Region pointing data
__________________________________________________

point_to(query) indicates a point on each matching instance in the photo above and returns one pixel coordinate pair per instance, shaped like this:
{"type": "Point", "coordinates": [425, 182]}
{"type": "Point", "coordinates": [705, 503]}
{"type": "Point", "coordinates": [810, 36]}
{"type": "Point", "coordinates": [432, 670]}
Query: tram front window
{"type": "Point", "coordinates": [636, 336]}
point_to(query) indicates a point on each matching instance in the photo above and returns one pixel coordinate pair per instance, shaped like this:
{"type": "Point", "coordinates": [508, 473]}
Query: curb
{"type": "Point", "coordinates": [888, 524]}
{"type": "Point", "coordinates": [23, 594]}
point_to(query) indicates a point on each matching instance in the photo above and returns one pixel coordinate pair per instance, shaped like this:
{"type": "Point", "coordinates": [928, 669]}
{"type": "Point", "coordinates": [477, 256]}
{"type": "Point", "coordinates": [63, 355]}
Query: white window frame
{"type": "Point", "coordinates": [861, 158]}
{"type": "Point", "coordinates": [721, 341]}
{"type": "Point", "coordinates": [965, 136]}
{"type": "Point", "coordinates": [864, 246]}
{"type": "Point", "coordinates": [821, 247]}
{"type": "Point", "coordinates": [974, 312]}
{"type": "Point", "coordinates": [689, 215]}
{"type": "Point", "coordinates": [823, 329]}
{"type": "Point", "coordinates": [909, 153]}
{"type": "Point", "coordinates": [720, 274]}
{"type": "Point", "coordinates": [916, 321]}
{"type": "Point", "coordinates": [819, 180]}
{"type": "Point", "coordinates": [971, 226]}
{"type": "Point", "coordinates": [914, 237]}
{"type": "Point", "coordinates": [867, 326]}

__________________________________________________

--- What to work on ---
All records are to be retyped exactly. None may be omitted.

--- Exercise answer ---
point_to(query) indicates a point on each matching instance in the photo above and returns one pixel coordinate pair per instance, shaped like this:
{"type": "Point", "coordinates": [425, 182]}
{"type": "Point", "coordinates": [705, 503]}
{"type": "Point", "coordinates": [810, 36]}
{"type": "Point", "coordinates": [432, 670]}
Query: tram front window
{"type": "Point", "coordinates": [636, 336]}
point_to(query) indicates a point on each matching instance in the photo above and returns one pixel coordinate pair per instance, shaped like this:
{"type": "Point", "coordinates": [508, 473]}
Query: curb
{"type": "Point", "coordinates": [888, 524]}
{"type": "Point", "coordinates": [23, 594]}
point_to(query) indicates a point on each matching instance in the photo above and returns one pixel coordinate pair per instance, shaped like this:
{"type": "Point", "coordinates": [928, 669]}
{"type": "Point", "coordinates": [477, 256]}
{"type": "Point", "coordinates": [63, 355]}
Query: white window frame
{"type": "Point", "coordinates": [861, 158]}
{"type": "Point", "coordinates": [721, 341]}
{"type": "Point", "coordinates": [965, 136]}
{"type": "Point", "coordinates": [864, 246]}
{"type": "Point", "coordinates": [821, 247]}
{"type": "Point", "coordinates": [974, 312]}
{"type": "Point", "coordinates": [689, 215]}
{"type": "Point", "coordinates": [823, 329]}
{"type": "Point", "coordinates": [909, 153]}
{"type": "Point", "coordinates": [720, 274]}
{"type": "Point", "coordinates": [916, 321]}
{"type": "Point", "coordinates": [819, 180]}
{"type": "Point", "coordinates": [971, 226]}
{"type": "Point", "coordinates": [914, 237]}
{"type": "Point", "coordinates": [867, 326]}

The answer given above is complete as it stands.